*WORK REQUIRED*: Only the text belongs in the copy: repeat each record exactly, without pictures.

----- DATASET

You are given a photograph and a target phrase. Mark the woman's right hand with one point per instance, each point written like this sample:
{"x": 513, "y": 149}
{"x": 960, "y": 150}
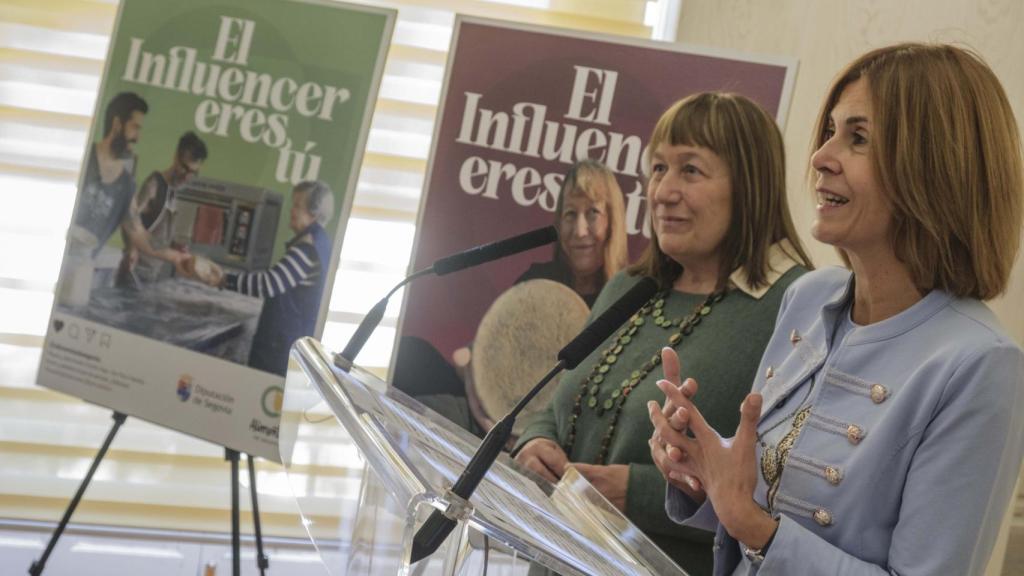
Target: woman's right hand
{"x": 671, "y": 424}
{"x": 545, "y": 457}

----------

*WRITTEN REPLY*:
You are given a photograph and a target phrase. Mark the woman's right hand with one point per instance, each point written like this sample:
{"x": 513, "y": 149}
{"x": 960, "y": 150}
Target: woman's right hand
{"x": 671, "y": 424}
{"x": 545, "y": 457}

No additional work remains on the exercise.